EXERCICES À FAIRE:
**1.** Dans le texte, réduisez en liste le paragraphe qui commence par « Mais ce sont des personnes qui se contrefoutent ». Conservez-en les faits essentiels.
**2.** Recopiez sans rien modifier le passage du texte qui va de « Mais ce qui » jusqu'à « eu sa claque. » inclus.
─── TEXTE À ÉTUDIER ───
Mais ce qui était vrai en 2003-2004 ne l’est plus de nos jours. Bien ou mal, à vous de voir. Un nombre croissant de libristes sont des personnes qui veulent juste avoir des OS fonctionnels, ce qui est déjà un bon point de départ.

Mais ce sont des personnes qui se contrefoutent – à tort ou à raison ? – des subtilités techniques, du fait que nombres de projets sont sous-dimensionnés en terme de ressources humaines – une conséquence de la sacralisation du fork et de son utilisation abusive ? – et qu’une personne qui se casse le cul à stabiliser son logiciel n’a pas envie de répondre pour la 150ième fois à une question dont la réponse se trouve dans le fichier README du projet.

J’ai appris récemment que l’enrobeur pour Pacman, Aurman, mettait la clé sous la porte. Il suffit de lire le commentaire du développeur du logiciel pour comprendre qu’il en a eu sa claque.

Je cite le morceau de choix :

[…]
Without exaggeration, about 80% of the GitHub issues have been complete nonsense. About 90% of the comments on the aur.archlinux.org aurman page have been complete nonsense. Do not bother looking for them, the GitHub issues are closed and the comments on the aur.archlinux.org page have been deleted. People who followed my work will know what I am talking about.

There have been so few people, who actually requested features with sensible argumentations behind it, so few people who actually reported bugs and not only showed their incompetence…

I honestly do not want to waste my time for unpaid work, and get nothing besides insults. I need an AUR helper, and I wrote it. I thought it would be nice to let other people use my software, because that does not hurt me, and that is true. But I also thought it would be nice to let other people give feedback, because that does not hurt me, and that is not true.
[…]

Une traduction ?

[…]
Sans exagération, environ 80% des problèmes de GitHub ont été complètement absurdes. Environ 90% des commentaires sur la page aurman de aurlinux.archlinux.org ont été complètement absurdes. Ne vous donnez pas la peine de les chercher, les bugs de GitHub sont fermés et les commentaires sur la page aur.archlinux.org ont été supprimés. Les gens qui ont suivi mon travail sauront de quoi je parle.

Il y a eu si peu de personnes qui ont demandé des fonctionnalités avec des arguments raisonnables, si peu de personnes qui ont rapporté des bogues et qui n’ont pas seulement montré leur incompétence…..

Honnêtement, je ne veux pas perdre mon temps pour du travail non rémunéré, et je ne reçois rien d’autre que des insultes. J’ai besoin d’un assistant AUR, et je l’ai écrit. J’ai pensé que ce serait bien de laisser d’autres personnes utiliser mon logiciel, parce que cela ne me fait pas mal, et c’est vrai. Mais j’ai aussi pensé qu’il serait bien de laisser d’autres personnes donner leur avis, parce que cela ne me fait pas mal, et ce n’est pas vrai.
─── DONNÉES FOURNIES ───
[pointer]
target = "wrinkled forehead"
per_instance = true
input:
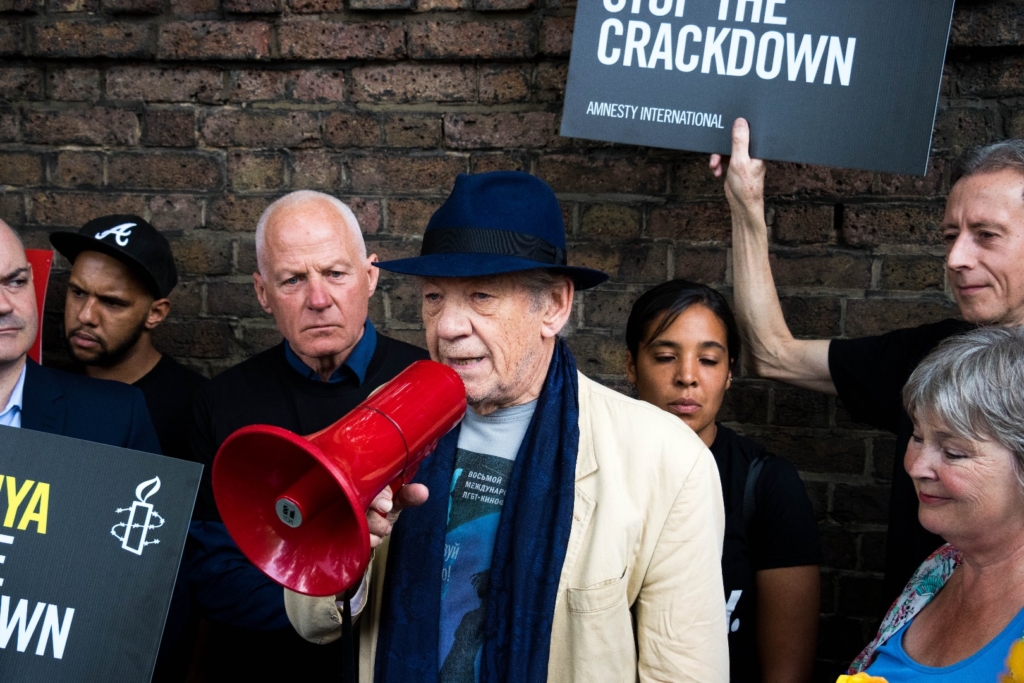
───
RÉSULTATS PAR EXERCICE:
**1.**
Ces personnes se désintéressent :
- des subtilités techniques ;
- du manque de ressources humaines dont souffrent de nombreux projets, peut-être une conséquence de la sacralisation du fork et de son utilisation abusive ;
- du fait qu'une personne qui peine à stabiliser son logiciel n'a pas envie de répondre pour la 150e fois à une question dont la réponse figure dans le fichier README du projet.

**2.**
Mais ce qui était vrai en 2003-2004 ne l’est plus de nos jours. Bien ou mal, à vous de voir. Un nombre croissant de libristes sont des personnes qui veulent juste avoir des OS fonctionnels, ce qui est déjà un bon point de départ.

Mais ce sont des personnes qui se contrefoutent – à tort ou à raison ? – des subtilités techniques, du fait que nombres de projets sont sous-dimensionnés en terme de ressources humaines – une conséquence de la sacralisation du fork et de son utilisation abusive ? – et qu’une personne qui se casse le cul à stabiliser son logiciel n’a pas envie de répondre pour la 150ième fois à une question dont la réponse se trouve dans le fichier README du projet.

J’ai appris récemment que l’enrobeur pour Pacman, Aurman, mettait la clé sous la porte. Il suffit de lire le commentaire du développeur du logiciel pour comprendre qu’il en a eu sa claque.